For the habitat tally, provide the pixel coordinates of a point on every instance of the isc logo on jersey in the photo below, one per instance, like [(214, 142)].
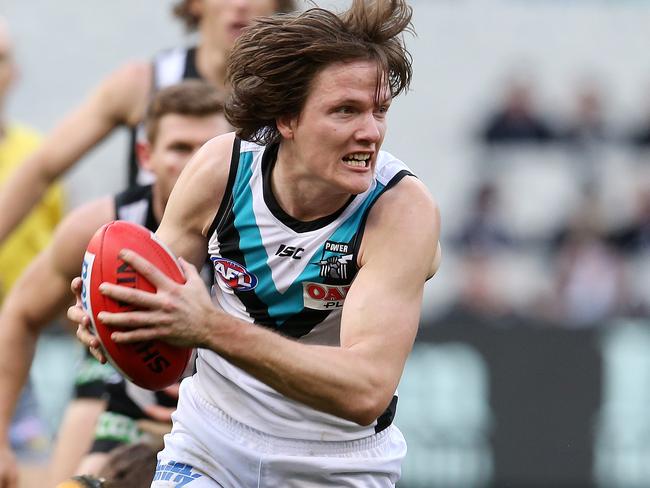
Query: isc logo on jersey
[(318, 296), (234, 275)]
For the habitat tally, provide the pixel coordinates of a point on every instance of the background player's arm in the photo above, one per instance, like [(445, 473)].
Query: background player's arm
[(120, 99), (39, 296)]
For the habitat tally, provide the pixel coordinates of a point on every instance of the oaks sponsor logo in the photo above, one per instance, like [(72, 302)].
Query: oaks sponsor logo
[(234, 275), (318, 296)]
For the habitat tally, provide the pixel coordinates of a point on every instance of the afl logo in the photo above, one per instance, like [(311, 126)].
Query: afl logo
[(234, 275)]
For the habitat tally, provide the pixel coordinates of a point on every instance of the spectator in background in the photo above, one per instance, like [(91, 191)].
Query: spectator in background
[(27, 240), (518, 120), (484, 228), (590, 281), (480, 298), (585, 134), (587, 125), (121, 99), (634, 237), (640, 135)]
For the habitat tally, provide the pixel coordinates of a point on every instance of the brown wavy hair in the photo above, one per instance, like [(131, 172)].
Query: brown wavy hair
[(274, 62), (183, 12), (193, 98)]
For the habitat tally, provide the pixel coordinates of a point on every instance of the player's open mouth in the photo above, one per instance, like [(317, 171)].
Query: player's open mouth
[(357, 160)]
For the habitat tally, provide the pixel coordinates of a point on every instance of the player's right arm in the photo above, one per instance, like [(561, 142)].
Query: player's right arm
[(38, 297), (119, 99)]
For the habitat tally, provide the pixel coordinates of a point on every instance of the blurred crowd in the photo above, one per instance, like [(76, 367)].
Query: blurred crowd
[(556, 229)]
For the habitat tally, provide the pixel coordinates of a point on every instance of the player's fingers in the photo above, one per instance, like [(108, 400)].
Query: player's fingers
[(133, 319), (188, 268), (86, 337), (132, 296), (137, 335), (76, 286), (98, 354), (156, 277), (77, 315)]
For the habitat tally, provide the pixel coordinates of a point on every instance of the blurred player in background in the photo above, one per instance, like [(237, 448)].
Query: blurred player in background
[(121, 99), (321, 245), (28, 239), (16, 143), (180, 119)]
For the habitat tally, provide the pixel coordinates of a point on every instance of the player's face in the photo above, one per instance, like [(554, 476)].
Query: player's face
[(338, 134), (223, 20), (177, 139)]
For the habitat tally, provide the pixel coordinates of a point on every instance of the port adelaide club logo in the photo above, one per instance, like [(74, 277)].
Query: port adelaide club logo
[(320, 296), (234, 275)]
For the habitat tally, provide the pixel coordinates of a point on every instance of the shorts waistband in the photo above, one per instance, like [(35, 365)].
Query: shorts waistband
[(272, 443)]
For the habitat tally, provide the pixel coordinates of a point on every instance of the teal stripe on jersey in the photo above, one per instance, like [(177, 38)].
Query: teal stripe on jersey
[(281, 306), (343, 233), (244, 172)]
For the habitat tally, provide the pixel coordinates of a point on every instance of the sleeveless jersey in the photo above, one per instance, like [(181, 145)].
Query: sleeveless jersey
[(288, 276), (169, 67)]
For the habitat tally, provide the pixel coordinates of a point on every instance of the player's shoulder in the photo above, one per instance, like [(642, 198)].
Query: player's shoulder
[(124, 93), (213, 158), (402, 188), (75, 231), (406, 210), (87, 218)]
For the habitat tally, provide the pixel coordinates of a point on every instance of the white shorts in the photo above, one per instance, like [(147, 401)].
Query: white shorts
[(208, 449)]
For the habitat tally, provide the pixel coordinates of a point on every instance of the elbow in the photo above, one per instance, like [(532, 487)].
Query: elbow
[(366, 408)]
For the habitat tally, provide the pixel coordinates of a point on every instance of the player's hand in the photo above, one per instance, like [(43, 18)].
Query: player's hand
[(8, 467), (177, 313), (78, 315)]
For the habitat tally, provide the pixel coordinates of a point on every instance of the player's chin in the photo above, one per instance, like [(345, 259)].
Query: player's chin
[(355, 184)]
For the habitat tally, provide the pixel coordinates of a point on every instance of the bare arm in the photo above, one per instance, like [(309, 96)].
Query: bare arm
[(39, 296), (380, 317), (120, 99)]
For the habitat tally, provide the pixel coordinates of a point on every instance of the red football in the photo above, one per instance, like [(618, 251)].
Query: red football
[(154, 364)]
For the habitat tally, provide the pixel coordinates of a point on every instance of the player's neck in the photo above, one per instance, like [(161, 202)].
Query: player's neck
[(302, 196), (211, 63)]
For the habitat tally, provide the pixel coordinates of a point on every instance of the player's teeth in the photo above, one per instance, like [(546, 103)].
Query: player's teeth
[(359, 164)]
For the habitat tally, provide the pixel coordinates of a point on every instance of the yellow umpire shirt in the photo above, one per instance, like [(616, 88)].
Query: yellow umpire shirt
[(35, 231)]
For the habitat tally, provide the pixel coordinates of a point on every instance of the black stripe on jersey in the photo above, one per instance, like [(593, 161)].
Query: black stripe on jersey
[(132, 161), (229, 249), (268, 162), (133, 195), (386, 418), (362, 225), (228, 236), (227, 200)]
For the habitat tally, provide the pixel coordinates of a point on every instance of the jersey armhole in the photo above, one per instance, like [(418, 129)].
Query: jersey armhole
[(362, 226), (227, 200)]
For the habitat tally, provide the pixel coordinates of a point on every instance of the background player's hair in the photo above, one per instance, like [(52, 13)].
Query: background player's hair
[(274, 62), (183, 11), (192, 98)]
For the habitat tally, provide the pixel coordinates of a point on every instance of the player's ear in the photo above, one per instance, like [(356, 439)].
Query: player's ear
[(143, 151), (286, 125)]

----

**EXERCISE OBJECTIVE**
Pictures are not part of the copy; transcribe the rest of the data verbatim.

**YOUR SOLUTION**
For the habitat tally, provide the pixel coordinates of a point on every instance of the isc logo on jersey in the photo below, one per instance, like [(214, 142)].
Query: isc logo on jersey
[(318, 296), (234, 275)]
For the habitat tally, provide the pixel coordinates of a point on every instance of the background player's arm in the photo above, one per instance, like [(445, 473)].
Query: background player's arm
[(120, 99), (39, 296)]
For the habitat tally, provide the pixel coordinates of a point on every instance of the oaks sponsor logo in the photo above, one per instance, like [(72, 302)].
Query: oaks sponsor logo
[(234, 275), (318, 296)]
For the habitat tally, provide the pixel coordinates of a point on every instance of the afl logo in the photo above, one per instance, like [(311, 126)].
Query: afl logo
[(234, 275)]
For the habitat tally, provide the pixel coordinates of a point on every instance of the spectator in background in the photo above, one per instance, like [(91, 191)].
Query: spectator in background
[(27, 240), (518, 120), (484, 228), (590, 281), (480, 298), (585, 134), (587, 125), (121, 99), (634, 237), (640, 135)]
For the habitat tally, provide the pixel coordinates of a point on every instance of the brown wavy hair in the photo above, one per instance, like [(131, 172)].
Query: brown wavy hair
[(274, 62), (183, 12), (193, 98)]
For the habitat tally, provide the pixel coordinates of a point on every instance of the player's open mouth in the photo above, one per instance, like [(317, 171)].
Query: player's open mouth
[(357, 160)]
For the habitat tally, provide the pixel coordinates of a point on every instance of the player's right arm in the photo above, one per instance, like [(561, 142)].
Query: player's right arm
[(38, 297), (119, 99)]
For the habitat tally, provide the pixel coordinates of a point on every instance of the blurred crowd in the photo above, one per instance, like [(76, 367)].
Query: blurred crowd
[(556, 229)]
For the habitat tally, provide the pixel coordinates of a point on every instance of the player's fingers in the photo above, one per instance, like [(108, 400)].
Query: player's fingers
[(133, 319), (188, 268), (86, 337), (132, 296), (137, 335), (76, 286), (98, 354), (156, 277), (77, 315)]
For the habitat tally, provide the pixel coordinates of a point on every instance of the blurred player in background in the photo above, one per instance, like [(237, 448)].
Query: blurred player in background
[(121, 99), (321, 245), (28, 239), (16, 143), (180, 119)]
For the habitat tally, provide the pixel coordinates of a point on every instance of the player's face in the photo above, one per instance, like [(554, 476)].
Query: player's face
[(338, 134), (223, 20), (177, 139)]
For the habitat tally, provide the pixel coordinates of a point on every instance of the port adelaide club logo in the photo above, one per instance, like [(74, 277)].
Query: port adelaide club logo
[(320, 296), (234, 275)]
For the habitat tally, provide the pixel coordinates of a point on every instance of the shorts waistband in the photo above, one per instance, like [(35, 365)].
Query: shorts waistband
[(272, 443)]
For the habitat tally, provide the pixel coordinates of a point on every instance of the teal stripe on jersey in the photo above, one per instance, like [(177, 38)].
Query: teal stripe on jersey
[(281, 306), (343, 233), (244, 172)]
For the habitat tally, provide the pixel coordinates of a point on every instance of the sleeveless jersey in the photo above, one per instance, like [(181, 145)].
Query: sleeveless jersey
[(288, 276), (169, 67)]
For the habitat tally, provide the pixel coordinates of a point on every instance of the player's shoulder in the photo above, one per instance, like [(642, 198)].
Query: player's shoulder
[(124, 93), (213, 158), (402, 188), (75, 231), (406, 210), (87, 218)]
For the habitat tally, provide the pixel coordinates of a point on every instance of the white shorts in the photo above, one per instance, like [(147, 401)].
Query: white shorts
[(208, 449)]
For the habitat tally, provide the pixel coordinates of a point on every instance of the elbow in the photo above, one per instance, like [(532, 487)].
Query: elbow
[(366, 408)]
For the habitat tally, provide the pixel coordinates of a point on every instance of the player's hand in the photo above, one per instance, like [(43, 18)].
Query: player's hand
[(8, 467), (177, 313), (78, 315)]
For the habitat tally, provide the pixel coordinates of a point on every instance of the player's chin in the photo above, one per instance, like [(345, 259)].
Query: player's chin
[(355, 184)]
For the habitat tally, provide the pixel coordinates of a point on every instance of the bare arm in the photo above, one per instance, like [(309, 96)].
Query: bare arm
[(39, 296), (380, 317), (120, 99)]
For the habitat tally, provide the pixel coordinates of a point on every instance of the red football in the photo above, one per instance, like [(618, 251)].
Query: red football
[(154, 364)]
For the habitat tally, provide the pixel coordinates of a point on every instance of the player's neck in the photo above, one per instance, like [(161, 202)].
Query: player's neck
[(302, 196), (211, 63)]
For the habitat tally, provide the pixel coordinates of a point on every instance of the player's teeth in the photo above, one per instance, like [(546, 103)].
Query: player's teeth
[(359, 164)]
For the habitat tally, provide the pixel coordinates of a point on every instance of the yellow umpire shirt in the photo above, one per instance, like [(616, 88)].
Query: yellow umpire shirt
[(35, 231)]
For the habitat tally, provide the pixel coordinates of a point on every instance of the black stripe on jersey in the photo above, one per instance, like [(593, 161)].
Query: black stripe on jersey
[(132, 161), (229, 249), (268, 162), (133, 195), (386, 418), (362, 225), (228, 236), (227, 200)]
For the habitat tally, provide the pixel coordinates of a point on every instance of the jersey armhole in the photo above, one per instance, like [(418, 129)].
Query: jersey armhole
[(362, 226), (227, 200)]
For the habitat tally, provide the pixel coordinates of a point on every instance of the background player's hair in the photo above, one per instance, like [(52, 13)].
Query: background player's hair
[(274, 62), (183, 11), (192, 98)]
For the habitat tally, provide the pixel coordinates of a point on every instance of the player's ear in the photo above, one per instance, like [(356, 439)].
Query: player's ear
[(143, 151), (286, 125)]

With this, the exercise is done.